» **Problem statement**: Return, word for word, only the lines from the one containing "[mark] the lower" through the last line of the entries.
=====
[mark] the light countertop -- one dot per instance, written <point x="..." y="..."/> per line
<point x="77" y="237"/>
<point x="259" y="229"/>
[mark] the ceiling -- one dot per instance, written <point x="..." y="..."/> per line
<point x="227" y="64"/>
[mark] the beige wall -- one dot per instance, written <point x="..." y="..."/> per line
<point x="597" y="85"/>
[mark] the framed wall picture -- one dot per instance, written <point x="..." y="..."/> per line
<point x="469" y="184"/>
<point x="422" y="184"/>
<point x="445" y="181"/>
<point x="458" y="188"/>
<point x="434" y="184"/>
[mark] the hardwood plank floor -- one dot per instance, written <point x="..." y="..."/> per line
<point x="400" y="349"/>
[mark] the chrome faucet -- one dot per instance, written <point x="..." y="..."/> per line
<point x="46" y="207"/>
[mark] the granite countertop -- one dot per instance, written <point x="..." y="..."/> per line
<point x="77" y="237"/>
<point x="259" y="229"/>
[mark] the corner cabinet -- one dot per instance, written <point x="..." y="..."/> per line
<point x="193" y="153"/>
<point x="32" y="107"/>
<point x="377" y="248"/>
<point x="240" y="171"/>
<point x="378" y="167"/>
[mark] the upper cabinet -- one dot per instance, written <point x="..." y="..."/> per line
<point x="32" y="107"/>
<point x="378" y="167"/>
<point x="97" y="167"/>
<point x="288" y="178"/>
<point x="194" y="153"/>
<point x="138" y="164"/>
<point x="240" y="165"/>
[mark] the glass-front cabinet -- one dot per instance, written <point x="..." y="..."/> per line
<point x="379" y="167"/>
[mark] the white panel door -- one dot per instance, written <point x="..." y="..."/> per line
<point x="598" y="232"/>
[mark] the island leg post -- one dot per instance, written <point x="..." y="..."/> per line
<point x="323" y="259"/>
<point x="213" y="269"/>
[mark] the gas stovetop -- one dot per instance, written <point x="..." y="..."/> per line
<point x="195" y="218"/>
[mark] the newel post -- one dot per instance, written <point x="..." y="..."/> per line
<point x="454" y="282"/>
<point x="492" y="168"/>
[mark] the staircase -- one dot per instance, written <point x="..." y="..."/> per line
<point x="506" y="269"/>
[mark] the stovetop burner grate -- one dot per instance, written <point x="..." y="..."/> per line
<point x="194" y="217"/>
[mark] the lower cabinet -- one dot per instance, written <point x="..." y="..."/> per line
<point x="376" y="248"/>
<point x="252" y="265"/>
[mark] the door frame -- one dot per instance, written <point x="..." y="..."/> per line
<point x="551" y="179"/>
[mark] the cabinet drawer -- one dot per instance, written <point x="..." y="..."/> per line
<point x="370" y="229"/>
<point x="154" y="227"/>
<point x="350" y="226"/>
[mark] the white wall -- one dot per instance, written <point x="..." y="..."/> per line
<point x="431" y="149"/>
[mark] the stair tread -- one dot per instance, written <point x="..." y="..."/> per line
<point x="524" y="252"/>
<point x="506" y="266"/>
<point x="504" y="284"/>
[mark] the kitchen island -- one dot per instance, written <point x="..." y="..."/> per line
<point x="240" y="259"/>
=====
» **Right answer**:
[mark] the lower cabinet -- one dot per instance, written <point x="..." y="..."/> per line
<point x="376" y="248"/>
<point x="252" y="265"/>
[mark] the door frame -- one dot per instance, written <point x="..." y="..."/> per line
<point x="551" y="179"/>
[mark] the cabinet drawer -- one dot per instance, written <point x="..." y="..."/> per line
<point x="370" y="229"/>
<point x="154" y="227"/>
<point x="350" y="226"/>
[mark] the white wall -- one dot per instance, written <point x="..." y="..."/> per line
<point x="431" y="149"/>
[mark] the stair tread -- one dot per instance, written <point x="..." y="..."/> per line
<point x="524" y="252"/>
<point x="506" y="266"/>
<point x="504" y="284"/>
[mark] the kitchen island -- one dot per instance, written <point x="..." y="..."/> per line
<point x="240" y="259"/>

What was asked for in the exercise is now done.